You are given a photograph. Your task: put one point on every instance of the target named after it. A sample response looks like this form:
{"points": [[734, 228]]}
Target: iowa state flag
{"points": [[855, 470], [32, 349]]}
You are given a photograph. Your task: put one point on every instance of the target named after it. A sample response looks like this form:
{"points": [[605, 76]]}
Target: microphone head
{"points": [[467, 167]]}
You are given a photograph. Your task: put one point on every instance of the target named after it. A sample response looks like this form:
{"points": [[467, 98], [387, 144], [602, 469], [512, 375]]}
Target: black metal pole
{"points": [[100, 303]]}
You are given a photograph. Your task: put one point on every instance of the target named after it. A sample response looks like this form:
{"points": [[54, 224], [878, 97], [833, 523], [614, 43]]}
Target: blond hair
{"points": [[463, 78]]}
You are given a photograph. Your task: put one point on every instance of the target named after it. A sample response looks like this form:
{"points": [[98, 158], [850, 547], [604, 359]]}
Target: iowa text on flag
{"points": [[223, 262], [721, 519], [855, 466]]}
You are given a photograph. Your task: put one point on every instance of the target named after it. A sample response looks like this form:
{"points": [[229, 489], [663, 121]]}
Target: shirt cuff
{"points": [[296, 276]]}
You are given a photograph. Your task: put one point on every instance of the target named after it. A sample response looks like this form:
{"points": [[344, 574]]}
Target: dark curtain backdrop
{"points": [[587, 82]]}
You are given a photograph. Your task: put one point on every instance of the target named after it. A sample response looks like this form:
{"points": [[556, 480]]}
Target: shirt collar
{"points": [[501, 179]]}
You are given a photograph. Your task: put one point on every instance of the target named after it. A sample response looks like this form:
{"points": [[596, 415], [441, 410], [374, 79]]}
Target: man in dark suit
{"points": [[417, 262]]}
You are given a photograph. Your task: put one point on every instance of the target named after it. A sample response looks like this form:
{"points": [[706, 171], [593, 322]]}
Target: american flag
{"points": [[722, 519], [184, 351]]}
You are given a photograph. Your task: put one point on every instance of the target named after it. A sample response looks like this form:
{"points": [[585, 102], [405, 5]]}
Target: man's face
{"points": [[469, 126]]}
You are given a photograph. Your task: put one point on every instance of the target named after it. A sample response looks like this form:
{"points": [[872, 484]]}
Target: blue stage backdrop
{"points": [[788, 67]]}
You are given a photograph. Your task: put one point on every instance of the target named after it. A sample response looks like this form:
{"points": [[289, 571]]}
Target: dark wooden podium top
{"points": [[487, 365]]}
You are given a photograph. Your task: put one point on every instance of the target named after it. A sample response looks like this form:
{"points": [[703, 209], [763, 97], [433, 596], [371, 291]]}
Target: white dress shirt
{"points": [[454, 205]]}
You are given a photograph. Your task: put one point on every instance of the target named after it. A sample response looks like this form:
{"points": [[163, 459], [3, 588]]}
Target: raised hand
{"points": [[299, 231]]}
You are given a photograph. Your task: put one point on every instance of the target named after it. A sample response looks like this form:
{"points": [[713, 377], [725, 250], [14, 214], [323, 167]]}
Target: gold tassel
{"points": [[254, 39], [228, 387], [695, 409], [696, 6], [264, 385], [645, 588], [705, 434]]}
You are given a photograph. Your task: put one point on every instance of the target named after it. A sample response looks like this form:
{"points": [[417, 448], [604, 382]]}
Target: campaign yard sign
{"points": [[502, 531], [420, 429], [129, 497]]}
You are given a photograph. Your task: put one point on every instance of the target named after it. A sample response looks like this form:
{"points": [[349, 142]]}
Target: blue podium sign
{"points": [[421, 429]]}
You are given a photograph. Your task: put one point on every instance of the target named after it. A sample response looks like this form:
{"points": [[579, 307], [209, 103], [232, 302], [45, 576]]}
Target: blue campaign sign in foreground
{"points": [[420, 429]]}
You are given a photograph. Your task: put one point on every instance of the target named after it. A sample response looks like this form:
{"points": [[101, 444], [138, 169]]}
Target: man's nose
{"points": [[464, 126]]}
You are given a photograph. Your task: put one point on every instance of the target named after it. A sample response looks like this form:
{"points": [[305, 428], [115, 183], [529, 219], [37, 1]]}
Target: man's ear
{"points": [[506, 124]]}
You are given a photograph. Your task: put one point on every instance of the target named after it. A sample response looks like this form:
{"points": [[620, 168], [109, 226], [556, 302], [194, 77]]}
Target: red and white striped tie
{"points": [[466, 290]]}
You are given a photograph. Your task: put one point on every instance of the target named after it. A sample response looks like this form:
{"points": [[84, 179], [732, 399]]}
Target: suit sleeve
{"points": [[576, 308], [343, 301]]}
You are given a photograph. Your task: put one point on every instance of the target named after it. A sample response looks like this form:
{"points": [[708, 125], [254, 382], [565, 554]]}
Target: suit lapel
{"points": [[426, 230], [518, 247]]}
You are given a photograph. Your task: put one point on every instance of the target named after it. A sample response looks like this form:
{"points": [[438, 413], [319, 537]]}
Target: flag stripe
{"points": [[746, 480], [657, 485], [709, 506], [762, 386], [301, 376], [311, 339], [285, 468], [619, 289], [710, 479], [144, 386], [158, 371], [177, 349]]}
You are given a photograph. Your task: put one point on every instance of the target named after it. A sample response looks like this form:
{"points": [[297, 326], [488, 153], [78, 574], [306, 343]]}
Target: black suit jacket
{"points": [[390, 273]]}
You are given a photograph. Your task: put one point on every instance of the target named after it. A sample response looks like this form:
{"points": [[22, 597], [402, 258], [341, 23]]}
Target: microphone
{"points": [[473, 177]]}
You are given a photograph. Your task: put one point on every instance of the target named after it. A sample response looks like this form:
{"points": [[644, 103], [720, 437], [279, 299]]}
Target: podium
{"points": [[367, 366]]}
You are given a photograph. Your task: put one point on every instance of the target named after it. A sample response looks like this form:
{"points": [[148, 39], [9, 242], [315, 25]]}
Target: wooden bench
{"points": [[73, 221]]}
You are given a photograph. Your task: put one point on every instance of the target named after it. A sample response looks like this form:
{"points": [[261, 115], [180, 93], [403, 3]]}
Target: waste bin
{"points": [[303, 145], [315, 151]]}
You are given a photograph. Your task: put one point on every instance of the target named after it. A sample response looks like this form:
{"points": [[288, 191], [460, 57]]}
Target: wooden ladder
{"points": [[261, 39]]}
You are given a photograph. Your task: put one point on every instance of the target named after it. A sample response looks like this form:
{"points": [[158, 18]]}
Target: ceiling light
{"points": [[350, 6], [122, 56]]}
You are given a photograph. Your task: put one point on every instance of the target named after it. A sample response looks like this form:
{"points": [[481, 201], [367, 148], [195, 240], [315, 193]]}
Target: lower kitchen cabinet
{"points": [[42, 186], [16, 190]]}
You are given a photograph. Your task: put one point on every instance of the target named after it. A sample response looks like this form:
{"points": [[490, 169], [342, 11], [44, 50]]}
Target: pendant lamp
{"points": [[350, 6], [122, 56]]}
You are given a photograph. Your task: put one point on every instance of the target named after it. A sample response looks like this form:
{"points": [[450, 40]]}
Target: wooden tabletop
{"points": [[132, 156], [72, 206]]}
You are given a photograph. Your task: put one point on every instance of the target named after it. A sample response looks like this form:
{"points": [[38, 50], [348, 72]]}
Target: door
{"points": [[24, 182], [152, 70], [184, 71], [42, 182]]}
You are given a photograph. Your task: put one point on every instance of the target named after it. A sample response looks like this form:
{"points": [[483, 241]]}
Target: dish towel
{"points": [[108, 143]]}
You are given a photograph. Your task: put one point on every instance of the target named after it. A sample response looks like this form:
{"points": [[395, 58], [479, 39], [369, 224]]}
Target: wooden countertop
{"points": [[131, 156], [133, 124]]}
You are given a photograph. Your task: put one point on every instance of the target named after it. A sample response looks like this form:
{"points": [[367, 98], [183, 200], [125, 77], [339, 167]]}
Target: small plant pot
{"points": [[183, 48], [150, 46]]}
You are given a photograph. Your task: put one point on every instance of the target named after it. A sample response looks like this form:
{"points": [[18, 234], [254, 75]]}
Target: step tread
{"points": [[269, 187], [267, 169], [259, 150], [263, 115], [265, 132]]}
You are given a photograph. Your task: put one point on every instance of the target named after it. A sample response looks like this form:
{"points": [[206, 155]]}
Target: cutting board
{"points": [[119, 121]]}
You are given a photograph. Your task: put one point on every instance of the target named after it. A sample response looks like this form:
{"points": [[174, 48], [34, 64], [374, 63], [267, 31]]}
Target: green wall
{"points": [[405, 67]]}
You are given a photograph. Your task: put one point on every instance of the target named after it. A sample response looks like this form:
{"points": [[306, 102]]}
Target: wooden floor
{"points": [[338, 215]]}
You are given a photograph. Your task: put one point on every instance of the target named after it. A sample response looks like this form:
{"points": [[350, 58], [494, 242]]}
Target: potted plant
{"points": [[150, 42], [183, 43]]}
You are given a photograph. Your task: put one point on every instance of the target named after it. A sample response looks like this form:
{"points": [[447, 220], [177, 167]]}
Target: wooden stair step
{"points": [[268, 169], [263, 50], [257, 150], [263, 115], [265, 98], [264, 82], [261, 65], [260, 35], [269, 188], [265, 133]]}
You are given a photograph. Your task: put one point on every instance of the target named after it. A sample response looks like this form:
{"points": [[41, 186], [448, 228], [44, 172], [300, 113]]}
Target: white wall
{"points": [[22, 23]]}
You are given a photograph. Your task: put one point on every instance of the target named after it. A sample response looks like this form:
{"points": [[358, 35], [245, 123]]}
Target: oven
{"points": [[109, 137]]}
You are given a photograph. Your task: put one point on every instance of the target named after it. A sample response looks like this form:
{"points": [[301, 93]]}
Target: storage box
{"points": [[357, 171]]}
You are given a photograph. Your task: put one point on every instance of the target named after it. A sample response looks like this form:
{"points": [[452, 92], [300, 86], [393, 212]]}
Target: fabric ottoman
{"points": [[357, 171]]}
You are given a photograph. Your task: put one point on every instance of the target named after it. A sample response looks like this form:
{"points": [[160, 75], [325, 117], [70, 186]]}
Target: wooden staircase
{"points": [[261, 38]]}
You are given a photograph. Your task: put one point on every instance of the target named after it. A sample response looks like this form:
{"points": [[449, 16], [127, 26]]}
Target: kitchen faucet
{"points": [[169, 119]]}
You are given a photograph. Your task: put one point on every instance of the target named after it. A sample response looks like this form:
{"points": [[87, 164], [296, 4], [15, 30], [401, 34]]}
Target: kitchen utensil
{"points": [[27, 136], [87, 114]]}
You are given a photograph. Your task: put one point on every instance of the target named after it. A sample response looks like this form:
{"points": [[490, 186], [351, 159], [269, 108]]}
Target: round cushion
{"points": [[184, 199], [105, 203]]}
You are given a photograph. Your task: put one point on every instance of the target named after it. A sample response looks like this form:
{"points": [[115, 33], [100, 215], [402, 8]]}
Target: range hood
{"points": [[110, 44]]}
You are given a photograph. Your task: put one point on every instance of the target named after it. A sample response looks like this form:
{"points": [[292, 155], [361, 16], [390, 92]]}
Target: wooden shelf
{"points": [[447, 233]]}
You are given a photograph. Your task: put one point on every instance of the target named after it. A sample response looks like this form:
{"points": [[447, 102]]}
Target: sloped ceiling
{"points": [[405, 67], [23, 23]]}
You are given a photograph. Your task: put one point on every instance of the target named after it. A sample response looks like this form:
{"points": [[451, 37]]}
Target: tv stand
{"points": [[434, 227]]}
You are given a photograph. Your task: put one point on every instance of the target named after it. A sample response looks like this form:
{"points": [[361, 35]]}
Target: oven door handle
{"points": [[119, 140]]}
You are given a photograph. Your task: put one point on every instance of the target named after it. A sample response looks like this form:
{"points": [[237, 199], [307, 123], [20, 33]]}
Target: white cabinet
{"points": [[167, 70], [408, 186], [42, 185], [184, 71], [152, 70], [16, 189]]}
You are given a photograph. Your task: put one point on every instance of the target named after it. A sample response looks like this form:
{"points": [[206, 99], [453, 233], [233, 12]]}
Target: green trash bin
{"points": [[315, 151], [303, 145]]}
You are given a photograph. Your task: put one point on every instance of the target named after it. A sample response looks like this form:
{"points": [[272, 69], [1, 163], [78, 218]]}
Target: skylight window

▶ _What you will do_
Which lines in the records contain the word "door"? Select each of them and copy it in full.

▶ _Output_
Target: door
Target: oven door handle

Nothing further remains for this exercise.